[Pointing records]
──────

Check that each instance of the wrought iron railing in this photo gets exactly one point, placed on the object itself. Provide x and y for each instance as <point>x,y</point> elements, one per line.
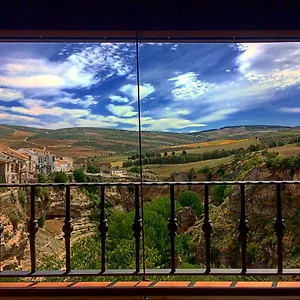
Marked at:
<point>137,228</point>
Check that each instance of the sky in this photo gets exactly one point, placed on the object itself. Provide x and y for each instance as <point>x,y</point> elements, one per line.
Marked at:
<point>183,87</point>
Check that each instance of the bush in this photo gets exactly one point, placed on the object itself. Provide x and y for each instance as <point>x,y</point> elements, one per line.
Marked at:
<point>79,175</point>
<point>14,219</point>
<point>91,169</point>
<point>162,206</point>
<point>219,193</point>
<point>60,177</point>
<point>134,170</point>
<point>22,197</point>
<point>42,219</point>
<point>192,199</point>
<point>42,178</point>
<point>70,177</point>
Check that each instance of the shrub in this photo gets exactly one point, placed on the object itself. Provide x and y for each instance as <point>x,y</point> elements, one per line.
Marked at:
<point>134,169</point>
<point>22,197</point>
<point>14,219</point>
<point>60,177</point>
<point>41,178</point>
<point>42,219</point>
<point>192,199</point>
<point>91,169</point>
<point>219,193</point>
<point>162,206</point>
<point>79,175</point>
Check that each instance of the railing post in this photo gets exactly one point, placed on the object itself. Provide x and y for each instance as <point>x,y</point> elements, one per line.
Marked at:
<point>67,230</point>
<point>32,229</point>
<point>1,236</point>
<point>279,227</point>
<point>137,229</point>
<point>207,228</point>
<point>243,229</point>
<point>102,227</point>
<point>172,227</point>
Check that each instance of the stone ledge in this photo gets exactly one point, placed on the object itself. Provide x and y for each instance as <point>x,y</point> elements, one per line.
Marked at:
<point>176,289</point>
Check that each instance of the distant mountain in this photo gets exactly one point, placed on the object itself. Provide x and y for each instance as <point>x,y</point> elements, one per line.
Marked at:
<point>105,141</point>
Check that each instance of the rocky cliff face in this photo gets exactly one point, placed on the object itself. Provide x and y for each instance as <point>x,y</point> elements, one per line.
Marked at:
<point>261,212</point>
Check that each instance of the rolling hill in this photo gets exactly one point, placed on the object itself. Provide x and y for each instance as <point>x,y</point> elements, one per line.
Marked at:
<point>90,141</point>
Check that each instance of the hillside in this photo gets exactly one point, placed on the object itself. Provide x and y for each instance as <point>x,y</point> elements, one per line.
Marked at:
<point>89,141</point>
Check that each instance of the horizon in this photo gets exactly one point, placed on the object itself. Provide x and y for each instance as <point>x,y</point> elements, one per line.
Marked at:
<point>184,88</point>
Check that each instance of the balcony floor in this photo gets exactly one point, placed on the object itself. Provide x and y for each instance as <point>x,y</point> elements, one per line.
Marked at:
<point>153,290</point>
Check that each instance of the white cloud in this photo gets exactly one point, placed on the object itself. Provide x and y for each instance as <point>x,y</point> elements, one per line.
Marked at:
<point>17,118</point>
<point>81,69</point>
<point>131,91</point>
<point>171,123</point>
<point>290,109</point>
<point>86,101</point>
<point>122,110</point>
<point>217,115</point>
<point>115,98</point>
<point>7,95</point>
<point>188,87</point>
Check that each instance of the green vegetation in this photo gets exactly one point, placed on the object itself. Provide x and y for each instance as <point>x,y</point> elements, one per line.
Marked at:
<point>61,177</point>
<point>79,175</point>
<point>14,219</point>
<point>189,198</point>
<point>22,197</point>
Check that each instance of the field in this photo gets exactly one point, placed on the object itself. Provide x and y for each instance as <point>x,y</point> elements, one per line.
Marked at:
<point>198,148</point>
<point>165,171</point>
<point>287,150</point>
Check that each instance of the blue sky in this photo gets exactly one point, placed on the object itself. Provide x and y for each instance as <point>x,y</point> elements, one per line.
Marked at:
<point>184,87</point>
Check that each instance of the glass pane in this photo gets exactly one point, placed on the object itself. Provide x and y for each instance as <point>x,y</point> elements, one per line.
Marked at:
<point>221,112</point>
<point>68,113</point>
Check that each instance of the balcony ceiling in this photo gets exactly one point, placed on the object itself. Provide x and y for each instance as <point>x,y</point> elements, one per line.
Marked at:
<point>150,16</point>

──────

Stated task. Repeat each entry exactly as given; no pictures belong in the copy.

In response.
Check that each instance of the wrought iron railing in this photo gets exactly one point, placed on the object itself. Provide x and y for each instance as <point>x,y</point> elements, one per line.
Marked at:
<point>137,228</point>
Check that each instance of the sky in this photo gets exactly one point, placed on the object itself. Provide x and y for each instance as <point>x,y</point> elements, one per line.
Marked at:
<point>183,87</point>
Check that each instance of the bush in this photo gets exactly one point, placed on the object itself. Provide x and y for each instance as <point>x,y</point> elements, one per line.
Marked at:
<point>79,175</point>
<point>14,219</point>
<point>91,169</point>
<point>162,206</point>
<point>219,193</point>
<point>60,177</point>
<point>134,170</point>
<point>22,197</point>
<point>42,219</point>
<point>192,199</point>
<point>42,178</point>
<point>70,177</point>
Check that each instance of the shrub in this photo gets exactly one point, placed on the object itself. Provide x and y for each instance as <point>x,y</point> elements, one per line.
Marked at:
<point>134,169</point>
<point>22,197</point>
<point>14,219</point>
<point>60,177</point>
<point>41,178</point>
<point>42,219</point>
<point>192,199</point>
<point>91,169</point>
<point>219,193</point>
<point>162,206</point>
<point>79,175</point>
Check that each instance of the railing post in this photo gets exactly one point, placed on the object itself. Provide x and y for each instance as <point>x,y</point> elements, one per line.
Marked at:
<point>67,230</point>
<point>32,229</point>
<point>1,236</point>
<point>279,227</point>
<point>137,229</point>
<point>207,228</point>
<point>243,229</point>
<point>102,227</point>
<point>172,227</point>
Check that each instance of the stone ledge in this photo gets exactly one point, placed on the object itself. Provide x and y for each instance as <point>x,y</point> elements, one per line.
Marked at:
<point>176,289</point>
Check that each instance of the distant mountain in this photo gets exactly one point, placed on the object itself. Provide x and y for each instance as <point>x,y</point> elements, one per line.
Marked at:
<point>105,141</point>
Check that each instance of the rocky cliff face in this photo gets exactly one point, placed on the object itself. Provide x and y for each instance as <point>x,y</point> elements, one per line.
Marked at:
<point>261,212</point>
Check that each instance of the rolling hill in this photo gets exactly one point, placed on the object itself. Provide x and y for each instance as <point>x,y</point> elements, one per line.
Marked at:
<point>90,141</point>
Check that each instance of the hillside in this photo gets exactly one point, placed on the object itself. Provide x and y for each instance as <point>x,y</point> elements, one per line.
Marked at:
<point>89,141</point>
Check that each instance of the horizon in this photo gets exactly one point, placed on the object itself. Provide x and y for each instance as <point>x,y</point> elements, one per line.
Marked at:
<point>184,88</point>
Check that each instance of the balcony floor in this photo gets exactly one point, placed on the object itself. Provide x and y for each instance as <point>x,y</point> elements, one per line.
Marked at:
<point>153,290</point>
Check that each instance of the white cloud in this photo gets exactly one point, placed on the object itself. Provide x and y for each instance as <point>x,y</point> elements, one per line.
Marked at:
<point>17,118</point>
<point>81,69</point>
<point>131,91</point>
<point>171,123</point>
<point>290,109</point>
<point>86,101</point>
<point>122,110</point>
<point>217,115</point>
<point>115,98</point>
<point>7,95</point>
<point>188,87</point>
Check that each instance of the green vegetation in this photo gets exactly one point, placed on the object itself. Provide x and y for each instance as <point>x,y</point> elements, one per line.
Marked at:
<point>61,177</point>
<point>79,175</point>
<point>14,219</point>
<point>189,198</point>
<point>22,197</point>
Check that each instance of the field in this photo gets exactly one point, placed on the object itself. Provide x and y for each instance as <point>x,y</point> elements, one per line.
Marked at:
<point>198,148</point>
<point>165,171</point>
<point>287,150</point>
Check that each instance of the blue sky in this photo gets exactly one point, placed on the object itself. Provide x and y for each instance as <point>x,y</point> elements, one per line.
Marked at:
<point>184,87</point>
Check that each instance of the glass pane in this photo gets exactly one point, placed on the object itself. Provide x and y for each instance as <point>x,y</point> elements, one per line.
Marked at:
<point>221,112</point>
<point>68,113</point>
Check that each instance of the balcony ceiling in this photo gets exactly one point, placed on the object itself. Provide x and y for each instance as <point>x,y</point> elements, one per line.
Marked at:
<point>150,16</point>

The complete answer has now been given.